### Selection
▼

State's top court questions efficacy of cyberbullying law
— Photo from Court of Appeals video recording
“Why can’t you limit this to minors?” Court of Appeals Judge Jenny Rivera asks Corey Stoughton, foreground, who is with the New York Civil Liberties Union and represented a Cohoes High School student arrested under Albany County’s cyberbullying law. The law was also used last year to arrest four Guilderland teens who posted a rap.
— Photo from Court of Appeals video recording
“The First Amendment is meant to protect...a realm of speech,” argues Corey Stoughton before the state’s top court on June 5 in a case testing a law passed by Albany County in 2010, criminalizing cyberbullying. Thomas Marcelle, the attorney for Albany County, listens in the foreground while taking notes.
— Photo from Court of Appeals video recording
“Is that bullying?” Judge Sheila Abdus-Salaam asks of a reference to cottage-cheese legs posted on a 15-year-old’s web page about a high school classmate. Court of Appeals judges last week questioned the soundness of Albany County’s law criminalizing cyberbullying.
ALBANY — A law was on trial at the state’s top court Thursday afternoon. Scarce mention was made of the guilt or innocence of the 15-year-old Cohoes High School student, Marquan W. Mackey-Meggs, who was arrested for cyberbullying in June 2011.
Rather, the focus in “People v. Marquan M.” was on the law the Albany County Legislature had adopted in 2010, criminalizing cyberbullying.
The seven Court of Appeals justices — four women and three men — sat in the traditional oak paneled courtroom that opened in the 19th Century, long before computers were conceived of, to break new ground on cyberbullying. They peppered the lawyers on both sides with questions. Every justice had something to ask.
Justice Victoria A. Graffeo asked Mackey-Meggs’s lawyer, Corey Stoughton, of cases on cyberbullying in other places in the country to which the court might refer. “Or are we on the forefront of evaluating cyberbullying?” Graffeo asked.

▲

### What you will do
1. According to the article on the cyberbullying case, how many women and how many men sat on the Court of Appeals?
2. Write out the cyberbullying article from "ALBANY — A law" to "adopted in 2010, criminalizing cyberbullying.".
3. Pick up the news article on the cyberbullying case after its last sentence and keep writing it.

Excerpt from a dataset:
▼

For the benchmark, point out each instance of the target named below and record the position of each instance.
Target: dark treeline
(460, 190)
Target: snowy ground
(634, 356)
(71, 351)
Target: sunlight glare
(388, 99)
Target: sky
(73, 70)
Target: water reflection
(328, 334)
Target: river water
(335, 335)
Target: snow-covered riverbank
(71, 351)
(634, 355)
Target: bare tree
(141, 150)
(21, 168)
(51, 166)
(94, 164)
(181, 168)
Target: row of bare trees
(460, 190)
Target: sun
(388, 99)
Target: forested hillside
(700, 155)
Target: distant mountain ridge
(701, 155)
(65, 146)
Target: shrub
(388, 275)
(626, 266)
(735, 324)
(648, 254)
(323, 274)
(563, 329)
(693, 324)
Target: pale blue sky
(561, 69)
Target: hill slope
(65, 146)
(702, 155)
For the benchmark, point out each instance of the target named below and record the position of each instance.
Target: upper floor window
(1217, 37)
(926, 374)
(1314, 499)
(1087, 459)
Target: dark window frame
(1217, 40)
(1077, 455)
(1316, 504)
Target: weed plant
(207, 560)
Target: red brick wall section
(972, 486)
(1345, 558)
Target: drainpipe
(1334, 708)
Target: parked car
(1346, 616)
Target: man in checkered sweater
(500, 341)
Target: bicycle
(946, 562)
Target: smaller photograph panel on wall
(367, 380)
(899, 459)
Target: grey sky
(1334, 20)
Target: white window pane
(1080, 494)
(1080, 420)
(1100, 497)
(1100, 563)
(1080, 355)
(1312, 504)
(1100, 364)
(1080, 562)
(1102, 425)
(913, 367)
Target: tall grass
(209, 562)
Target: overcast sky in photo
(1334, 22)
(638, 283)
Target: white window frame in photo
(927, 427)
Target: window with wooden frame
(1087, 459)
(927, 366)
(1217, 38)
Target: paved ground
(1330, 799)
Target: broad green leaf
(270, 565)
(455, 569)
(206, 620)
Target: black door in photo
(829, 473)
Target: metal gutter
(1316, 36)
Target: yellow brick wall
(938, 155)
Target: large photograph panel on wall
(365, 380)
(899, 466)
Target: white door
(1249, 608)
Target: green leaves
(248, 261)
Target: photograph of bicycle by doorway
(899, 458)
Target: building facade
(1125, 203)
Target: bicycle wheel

▲

### Task-by-task results
1. Four women and three men.

2.
ALBANY — A law was on trial at the state’s top court Thursday afternoon. Scarce mention was made of the guilt or innocence of the 15-year-old Cohoes High School student, Marquan W. Mackey-Meggs, who was arrested for cyberbullying in June 2011.
Rather, the focus in “People v. Marquan M.” was on the law the Albany County Legislature had adopted in 2010, criminalizing cyberbullying.

3.
Stoughton, who is with the New York Civil Liberties Union, could think of no other cases. “This is the forefront,” she said.
The court is expected to make its decision in late June or early July.
The law, introduced by Albany County Legislator Brian Scavo, was passed two years before the state enacted the Dignity for All Students Act in 2012, requiring school districts to come up with policies that dealt with cyberbullying both on and off school grounds, to fill what legislators perceived as a gap since there was no statewide or federal legislation prohibiting bullying.
The county’s law was applied in Guilderland last November when Guilderland Police arrested four Guilderland High School juniors, all males, on misdemeanor charges. The four students — two of them were 16 and two of them were 17 — had made a five-minute rap recording, called “Guilderland Sophomore Rap,” naming sophomores, mostly females, at their school, making vulgar and sexually explicit comments about many of them. The five-minute rap was posted on Nov. 11 and was removed the next day by one of the students who posted it.
After a press conference announcing their arrest, the four young men appeared in Guilderland Town Court with youthful-offender status so that the disposition of their cases is not known. The cases are sealed by the court as is Mackey-Meggs’s; court papers and the justices referred to him simply as “Marquan M.”
Guilderland’s Captain Curtis Cox said at the time of the arrest that “at least two” of the “20 or so” students named in the rap had complained. “We had to have a victim that felt bullied,” said Cox, in order to make an arrest. He also said, “We applied the YouTube video to the law and it fit.”
The county’s law says, “Cyber-bullying shall mean engaging in a course of conduct or repeatedly committing acts of abusive behavior over a period of time by communication or causing communication to be sent by mechanical or electronic means, posting statements on the internet or through a computer network, acts of abusive behavior shall include, but not be limited to, taunting; threatening; intimidating; insulting; tormenting; humiliating; disseminating embarrassing or sexually explicit photographs; disseminating private, personal, false or sexual information; or sending hate mail, with no legitimate private, personal, or public purpose, with the intent to harass, annoy, threaten, abuse, taunt, intimidate, torment, humiliate, or otherwise inflict significant emotional harm on another person.”
The law further states “No person shall engage in cyber-bullying against any minor or person in the county of Albany.”
Court history
Mackey-Meggs was arrested for posting pictures of 10 classmates, with derogatory and sexual comments, on a “Cohoes Flame Page” he created on Facebook.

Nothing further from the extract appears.